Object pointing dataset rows
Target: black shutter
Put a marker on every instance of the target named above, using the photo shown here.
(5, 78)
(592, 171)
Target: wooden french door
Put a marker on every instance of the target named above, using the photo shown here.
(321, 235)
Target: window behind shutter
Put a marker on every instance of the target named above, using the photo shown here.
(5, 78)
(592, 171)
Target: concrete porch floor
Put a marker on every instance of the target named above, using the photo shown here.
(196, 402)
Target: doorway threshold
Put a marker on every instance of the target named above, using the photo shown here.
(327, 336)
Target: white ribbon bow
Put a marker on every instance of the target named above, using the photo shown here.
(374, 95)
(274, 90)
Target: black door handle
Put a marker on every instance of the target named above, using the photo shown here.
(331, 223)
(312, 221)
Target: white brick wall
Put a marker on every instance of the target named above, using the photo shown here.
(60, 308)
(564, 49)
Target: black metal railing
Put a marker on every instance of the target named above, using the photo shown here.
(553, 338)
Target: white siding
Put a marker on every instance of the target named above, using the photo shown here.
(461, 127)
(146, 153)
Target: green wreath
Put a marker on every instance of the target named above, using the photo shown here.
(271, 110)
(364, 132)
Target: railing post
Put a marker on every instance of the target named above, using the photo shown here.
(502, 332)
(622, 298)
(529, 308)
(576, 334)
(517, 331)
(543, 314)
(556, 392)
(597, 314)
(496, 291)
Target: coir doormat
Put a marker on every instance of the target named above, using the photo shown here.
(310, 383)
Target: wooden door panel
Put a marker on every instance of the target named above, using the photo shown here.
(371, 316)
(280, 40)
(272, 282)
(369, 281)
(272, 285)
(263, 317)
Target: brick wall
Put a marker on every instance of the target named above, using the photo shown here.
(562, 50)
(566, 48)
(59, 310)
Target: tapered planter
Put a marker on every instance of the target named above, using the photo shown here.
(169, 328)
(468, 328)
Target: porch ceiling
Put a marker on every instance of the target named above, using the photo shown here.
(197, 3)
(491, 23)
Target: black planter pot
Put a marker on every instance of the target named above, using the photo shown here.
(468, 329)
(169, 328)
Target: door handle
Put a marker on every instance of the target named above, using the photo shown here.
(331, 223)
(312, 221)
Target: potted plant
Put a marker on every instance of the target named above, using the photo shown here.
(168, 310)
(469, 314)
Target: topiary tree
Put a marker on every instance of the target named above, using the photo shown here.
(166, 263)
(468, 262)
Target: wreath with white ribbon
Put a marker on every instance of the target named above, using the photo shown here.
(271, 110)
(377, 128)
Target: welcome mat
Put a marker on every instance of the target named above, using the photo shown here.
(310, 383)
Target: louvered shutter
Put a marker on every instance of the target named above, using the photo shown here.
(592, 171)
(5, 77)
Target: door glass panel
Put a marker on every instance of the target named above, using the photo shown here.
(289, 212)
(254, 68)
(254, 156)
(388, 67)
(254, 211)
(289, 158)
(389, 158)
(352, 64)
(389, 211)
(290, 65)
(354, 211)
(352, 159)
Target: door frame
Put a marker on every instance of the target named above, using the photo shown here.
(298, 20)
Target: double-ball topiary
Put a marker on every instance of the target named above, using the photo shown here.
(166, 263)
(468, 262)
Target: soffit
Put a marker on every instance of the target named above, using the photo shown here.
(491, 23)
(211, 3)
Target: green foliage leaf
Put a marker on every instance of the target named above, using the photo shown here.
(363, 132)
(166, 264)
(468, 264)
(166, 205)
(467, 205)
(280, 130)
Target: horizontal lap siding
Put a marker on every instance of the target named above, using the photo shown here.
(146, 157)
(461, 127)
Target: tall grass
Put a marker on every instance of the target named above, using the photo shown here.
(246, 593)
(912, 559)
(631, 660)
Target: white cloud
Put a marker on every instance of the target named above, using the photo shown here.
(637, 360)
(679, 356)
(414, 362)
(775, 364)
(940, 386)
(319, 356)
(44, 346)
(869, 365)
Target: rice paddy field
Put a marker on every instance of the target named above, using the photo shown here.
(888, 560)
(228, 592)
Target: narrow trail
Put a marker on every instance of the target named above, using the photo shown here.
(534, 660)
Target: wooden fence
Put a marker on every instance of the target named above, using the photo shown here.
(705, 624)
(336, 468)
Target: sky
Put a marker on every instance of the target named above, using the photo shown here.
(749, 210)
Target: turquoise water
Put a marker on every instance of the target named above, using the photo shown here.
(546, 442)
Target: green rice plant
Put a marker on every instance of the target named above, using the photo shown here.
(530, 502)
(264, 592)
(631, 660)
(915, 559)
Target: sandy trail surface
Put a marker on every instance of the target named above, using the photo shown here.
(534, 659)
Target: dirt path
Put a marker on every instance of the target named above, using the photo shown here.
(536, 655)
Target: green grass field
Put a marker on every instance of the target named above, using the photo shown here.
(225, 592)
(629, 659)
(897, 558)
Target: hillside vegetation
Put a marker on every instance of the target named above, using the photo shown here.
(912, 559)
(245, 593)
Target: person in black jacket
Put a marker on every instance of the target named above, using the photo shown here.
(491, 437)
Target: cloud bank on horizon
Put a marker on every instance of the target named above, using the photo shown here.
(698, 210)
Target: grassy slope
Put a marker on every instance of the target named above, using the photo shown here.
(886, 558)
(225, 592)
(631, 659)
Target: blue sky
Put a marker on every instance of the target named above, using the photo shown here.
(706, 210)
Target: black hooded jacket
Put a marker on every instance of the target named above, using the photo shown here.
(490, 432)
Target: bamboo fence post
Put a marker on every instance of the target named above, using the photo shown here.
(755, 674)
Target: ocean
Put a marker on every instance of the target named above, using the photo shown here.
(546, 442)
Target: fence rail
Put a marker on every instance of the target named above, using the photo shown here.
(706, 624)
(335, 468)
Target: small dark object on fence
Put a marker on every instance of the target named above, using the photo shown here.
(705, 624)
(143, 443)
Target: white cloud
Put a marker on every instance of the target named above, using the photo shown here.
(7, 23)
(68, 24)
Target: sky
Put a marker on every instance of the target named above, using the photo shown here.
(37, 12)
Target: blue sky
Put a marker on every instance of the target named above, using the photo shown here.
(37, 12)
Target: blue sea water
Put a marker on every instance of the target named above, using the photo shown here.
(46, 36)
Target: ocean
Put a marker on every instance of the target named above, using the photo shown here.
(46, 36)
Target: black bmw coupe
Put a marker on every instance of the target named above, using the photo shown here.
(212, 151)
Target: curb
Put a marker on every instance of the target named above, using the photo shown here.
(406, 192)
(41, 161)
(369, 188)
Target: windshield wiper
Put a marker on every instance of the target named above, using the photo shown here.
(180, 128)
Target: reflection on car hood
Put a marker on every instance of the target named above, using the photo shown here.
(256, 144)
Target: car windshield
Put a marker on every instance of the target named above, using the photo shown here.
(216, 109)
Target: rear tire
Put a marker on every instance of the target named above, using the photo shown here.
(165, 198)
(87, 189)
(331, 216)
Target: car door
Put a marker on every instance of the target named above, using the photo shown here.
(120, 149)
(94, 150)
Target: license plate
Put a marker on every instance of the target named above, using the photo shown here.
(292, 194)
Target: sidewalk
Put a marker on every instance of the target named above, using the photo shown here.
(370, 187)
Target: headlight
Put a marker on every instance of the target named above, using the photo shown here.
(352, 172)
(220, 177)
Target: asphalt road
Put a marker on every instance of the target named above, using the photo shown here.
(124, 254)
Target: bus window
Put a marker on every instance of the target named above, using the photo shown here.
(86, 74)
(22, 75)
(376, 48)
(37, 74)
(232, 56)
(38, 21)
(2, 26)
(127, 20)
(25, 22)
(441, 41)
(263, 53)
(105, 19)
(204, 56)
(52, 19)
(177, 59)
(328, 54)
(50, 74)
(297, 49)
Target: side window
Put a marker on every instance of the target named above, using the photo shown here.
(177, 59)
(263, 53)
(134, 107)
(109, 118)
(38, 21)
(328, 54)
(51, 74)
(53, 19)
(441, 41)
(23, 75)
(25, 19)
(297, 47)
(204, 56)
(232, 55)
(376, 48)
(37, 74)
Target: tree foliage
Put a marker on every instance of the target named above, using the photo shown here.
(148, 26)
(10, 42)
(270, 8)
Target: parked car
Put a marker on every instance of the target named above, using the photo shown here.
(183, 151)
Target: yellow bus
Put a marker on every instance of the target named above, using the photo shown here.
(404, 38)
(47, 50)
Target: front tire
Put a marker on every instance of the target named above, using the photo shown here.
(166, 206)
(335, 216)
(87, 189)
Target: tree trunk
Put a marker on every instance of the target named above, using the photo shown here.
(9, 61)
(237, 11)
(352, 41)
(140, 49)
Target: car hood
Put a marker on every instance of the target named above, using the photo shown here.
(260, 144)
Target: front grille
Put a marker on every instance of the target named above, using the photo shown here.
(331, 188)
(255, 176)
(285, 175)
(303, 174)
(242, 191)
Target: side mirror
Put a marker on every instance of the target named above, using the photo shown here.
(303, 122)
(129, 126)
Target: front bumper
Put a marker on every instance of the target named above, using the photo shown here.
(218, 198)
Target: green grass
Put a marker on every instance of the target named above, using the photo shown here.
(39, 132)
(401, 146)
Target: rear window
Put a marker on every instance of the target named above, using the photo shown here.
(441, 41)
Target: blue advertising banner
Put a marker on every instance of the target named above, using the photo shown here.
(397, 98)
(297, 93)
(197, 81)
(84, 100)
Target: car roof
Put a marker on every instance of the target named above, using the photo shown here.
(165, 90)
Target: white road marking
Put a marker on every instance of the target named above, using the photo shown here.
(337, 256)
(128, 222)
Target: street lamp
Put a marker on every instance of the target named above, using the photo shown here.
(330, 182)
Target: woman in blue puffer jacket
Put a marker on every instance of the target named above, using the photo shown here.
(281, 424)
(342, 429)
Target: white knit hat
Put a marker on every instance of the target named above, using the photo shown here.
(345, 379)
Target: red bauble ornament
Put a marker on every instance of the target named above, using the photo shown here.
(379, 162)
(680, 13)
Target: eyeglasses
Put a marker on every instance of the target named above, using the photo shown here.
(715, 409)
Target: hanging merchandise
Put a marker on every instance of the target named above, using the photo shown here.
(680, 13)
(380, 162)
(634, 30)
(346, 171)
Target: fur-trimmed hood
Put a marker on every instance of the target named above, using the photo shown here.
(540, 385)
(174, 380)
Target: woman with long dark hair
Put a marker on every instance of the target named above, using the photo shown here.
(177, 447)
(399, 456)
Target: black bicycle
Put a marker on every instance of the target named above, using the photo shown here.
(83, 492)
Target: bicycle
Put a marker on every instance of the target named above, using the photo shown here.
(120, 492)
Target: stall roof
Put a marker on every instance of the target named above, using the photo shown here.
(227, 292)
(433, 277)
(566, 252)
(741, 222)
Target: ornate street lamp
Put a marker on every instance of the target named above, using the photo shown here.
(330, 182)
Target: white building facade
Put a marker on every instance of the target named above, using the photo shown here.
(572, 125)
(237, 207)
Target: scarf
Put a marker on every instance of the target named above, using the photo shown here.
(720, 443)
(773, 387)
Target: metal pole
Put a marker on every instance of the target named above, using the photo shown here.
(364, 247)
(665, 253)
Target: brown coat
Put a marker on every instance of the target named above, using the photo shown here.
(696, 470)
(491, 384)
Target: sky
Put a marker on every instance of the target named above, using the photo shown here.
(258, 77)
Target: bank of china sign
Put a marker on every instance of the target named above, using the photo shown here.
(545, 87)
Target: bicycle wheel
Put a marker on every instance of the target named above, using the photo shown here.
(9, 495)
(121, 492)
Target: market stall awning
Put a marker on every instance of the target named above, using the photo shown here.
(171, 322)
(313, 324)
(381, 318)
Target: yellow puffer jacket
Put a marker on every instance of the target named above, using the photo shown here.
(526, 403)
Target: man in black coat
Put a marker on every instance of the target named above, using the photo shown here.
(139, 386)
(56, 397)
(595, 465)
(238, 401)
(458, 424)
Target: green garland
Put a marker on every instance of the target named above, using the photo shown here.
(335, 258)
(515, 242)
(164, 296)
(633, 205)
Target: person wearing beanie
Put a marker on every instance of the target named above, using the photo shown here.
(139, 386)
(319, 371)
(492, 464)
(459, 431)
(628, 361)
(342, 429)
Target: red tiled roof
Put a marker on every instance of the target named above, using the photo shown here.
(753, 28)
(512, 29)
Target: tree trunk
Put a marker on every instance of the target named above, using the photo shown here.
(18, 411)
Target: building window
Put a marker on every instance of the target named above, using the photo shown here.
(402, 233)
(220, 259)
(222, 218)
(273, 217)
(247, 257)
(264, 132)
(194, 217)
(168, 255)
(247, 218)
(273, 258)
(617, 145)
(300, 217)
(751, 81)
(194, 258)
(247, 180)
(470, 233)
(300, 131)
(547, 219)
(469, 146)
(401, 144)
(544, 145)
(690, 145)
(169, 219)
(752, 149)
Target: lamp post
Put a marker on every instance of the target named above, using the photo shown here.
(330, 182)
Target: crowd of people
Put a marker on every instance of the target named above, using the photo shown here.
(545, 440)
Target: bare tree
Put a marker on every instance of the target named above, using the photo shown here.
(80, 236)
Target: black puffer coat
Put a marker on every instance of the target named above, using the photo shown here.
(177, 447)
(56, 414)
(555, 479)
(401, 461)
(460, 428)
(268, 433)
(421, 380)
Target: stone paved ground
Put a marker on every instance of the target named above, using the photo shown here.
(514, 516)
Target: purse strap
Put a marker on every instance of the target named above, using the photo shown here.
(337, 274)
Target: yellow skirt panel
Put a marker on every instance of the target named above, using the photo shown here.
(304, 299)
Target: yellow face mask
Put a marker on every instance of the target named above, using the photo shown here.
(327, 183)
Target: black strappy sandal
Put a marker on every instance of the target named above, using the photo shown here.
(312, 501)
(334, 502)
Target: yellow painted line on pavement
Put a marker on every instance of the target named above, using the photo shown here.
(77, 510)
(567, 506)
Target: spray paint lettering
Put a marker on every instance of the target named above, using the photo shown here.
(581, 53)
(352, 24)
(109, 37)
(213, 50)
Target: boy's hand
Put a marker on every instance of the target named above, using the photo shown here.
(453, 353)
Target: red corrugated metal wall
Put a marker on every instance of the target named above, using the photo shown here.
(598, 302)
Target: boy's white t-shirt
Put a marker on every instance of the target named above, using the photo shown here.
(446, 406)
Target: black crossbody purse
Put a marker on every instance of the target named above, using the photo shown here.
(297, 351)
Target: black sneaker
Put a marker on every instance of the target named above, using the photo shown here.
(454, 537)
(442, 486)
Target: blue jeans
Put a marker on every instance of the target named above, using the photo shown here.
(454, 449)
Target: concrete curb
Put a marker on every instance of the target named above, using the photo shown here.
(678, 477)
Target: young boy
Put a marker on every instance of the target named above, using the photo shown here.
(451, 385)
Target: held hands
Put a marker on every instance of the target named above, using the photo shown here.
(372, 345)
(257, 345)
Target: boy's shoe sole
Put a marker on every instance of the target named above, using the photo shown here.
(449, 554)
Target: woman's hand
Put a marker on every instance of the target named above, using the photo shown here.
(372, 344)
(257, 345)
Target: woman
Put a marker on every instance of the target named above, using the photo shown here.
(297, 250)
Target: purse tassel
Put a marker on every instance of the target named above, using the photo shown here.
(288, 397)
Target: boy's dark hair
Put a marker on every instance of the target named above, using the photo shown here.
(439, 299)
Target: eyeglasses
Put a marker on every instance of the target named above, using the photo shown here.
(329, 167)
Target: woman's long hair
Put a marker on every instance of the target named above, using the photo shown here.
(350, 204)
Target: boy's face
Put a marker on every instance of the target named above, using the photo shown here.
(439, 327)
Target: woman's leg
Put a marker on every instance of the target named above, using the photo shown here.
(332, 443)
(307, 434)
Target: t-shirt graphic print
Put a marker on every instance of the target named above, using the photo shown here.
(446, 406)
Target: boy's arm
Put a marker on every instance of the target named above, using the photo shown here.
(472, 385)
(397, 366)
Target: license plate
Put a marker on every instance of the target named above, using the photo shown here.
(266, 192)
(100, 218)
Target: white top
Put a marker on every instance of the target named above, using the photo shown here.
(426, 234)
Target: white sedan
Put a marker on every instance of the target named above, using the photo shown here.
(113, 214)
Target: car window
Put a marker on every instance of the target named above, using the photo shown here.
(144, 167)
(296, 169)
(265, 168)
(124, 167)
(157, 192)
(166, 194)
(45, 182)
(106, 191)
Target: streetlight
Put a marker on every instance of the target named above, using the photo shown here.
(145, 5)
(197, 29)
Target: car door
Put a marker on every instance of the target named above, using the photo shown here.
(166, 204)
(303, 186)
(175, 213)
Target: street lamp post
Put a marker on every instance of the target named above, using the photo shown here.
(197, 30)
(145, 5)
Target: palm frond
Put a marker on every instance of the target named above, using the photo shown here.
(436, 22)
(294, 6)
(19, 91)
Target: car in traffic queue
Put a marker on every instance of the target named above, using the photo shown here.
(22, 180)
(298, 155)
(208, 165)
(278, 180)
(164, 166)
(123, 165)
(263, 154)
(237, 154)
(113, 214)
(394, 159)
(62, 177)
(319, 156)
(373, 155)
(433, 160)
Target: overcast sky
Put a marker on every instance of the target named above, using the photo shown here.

- Written task -
From the line holding "Target: woman's long hair" through the last line above, reproduce each line exactly and add nothing.

- Result of this exercise -
Target: woman's long hair
Put a marker on every instance of the target named above, using the photo shown here.
(350, 204)
Target: boy's face
Put a marker on every instance of the target named above, using the photo shown here.
(439, 327)
Target: woman's leg
Put a marker on every instance of the target named above, using the photo shown here.
(332, 443)
(307, 434)
Target: t-shirt graphic print
Put a marker on every instance of the target named above, using the photo shown here.
(446, 406)
Target: boy's arm
Put a marker on every instance of the target named above, using the photo shown here.
(472, 385)
(397, 366)
Target: license plate
Put a marker on every instance of the target named above, using the photo shown here.
(266, 192)
(100, 218)
Target: white top
Put a marker on every instance of the target named above, using the photo shown here.
(426, 234)
Target: white sedan
Put a marker on every instance of the target named above, using the photo shown here.
(113, 214)
Target: car window
Put a marker on every instance of the target named above, using the photo shown here.
(144, 167)
(296, 169)
(265, 168)
(124, 167)
(157, 192)
(166, 194)
(45, 182)
(106, 191)
Target: streetlight
Put a marker on every instance of the target named above, using the photo shown here.
(145, 5)
(197, 29)
Target: car door
Put a marker on every instance of the target named above, using the photo shown here.
(166, 204)
(303, 186)
(175, 213)
Target: street lamp post
Put a marker on every instance of the target named above, using the photo shown here.
(197, 30)
(145, 5)
Target: palm frond
Put a marker on every instance of the target named above, using the photo shown here.
(436, 22)
(294, 6)
(19, 91)
Target: car in traffic queue
Put a marker on every instance of the target named above, using the photo shown here.
(22, 180)
(298, 155)
(208, 165)
(278, 180)
(164, 166)
(123, 165)
(263, 154)
(237, 154)
(113, 214)
(394, 159)
(62, 177)
(319, 156)
(373, 155)
(433, 160)
Target: overcast sky
Put a marker on every instance of the target named above, using the photo shown here.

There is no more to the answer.